----- Data to use -----

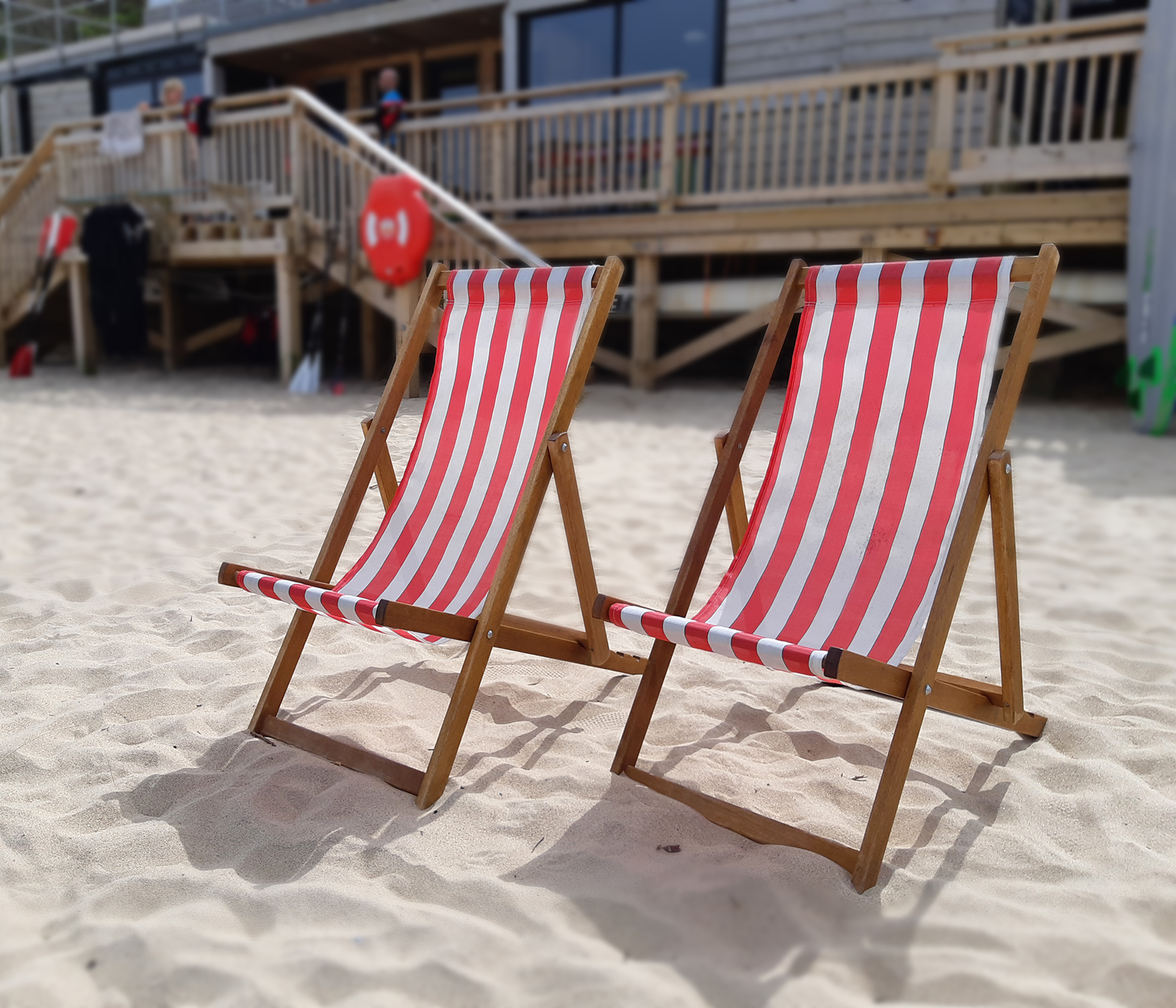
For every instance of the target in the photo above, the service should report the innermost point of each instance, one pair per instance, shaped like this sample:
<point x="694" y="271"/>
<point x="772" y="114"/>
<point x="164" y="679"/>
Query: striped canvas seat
<point x="503" y="348"/>
<point x="876" y="443"/>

-----

## Instructions for the task
The records above must be repeated in full and exactly, but without any of the pictures.

## Response to this exercise
For every instance of the target in the photo above, the service should report the innermost point of each instance, one pair per instance, shaped like this sample:
<point x="694" y="271"/>
<point x="772" y="114"/>
<point x="164" y="679"/>
Query: striped canvas seat
<point x="503" y="348"/>
<point x="876" y="443"/>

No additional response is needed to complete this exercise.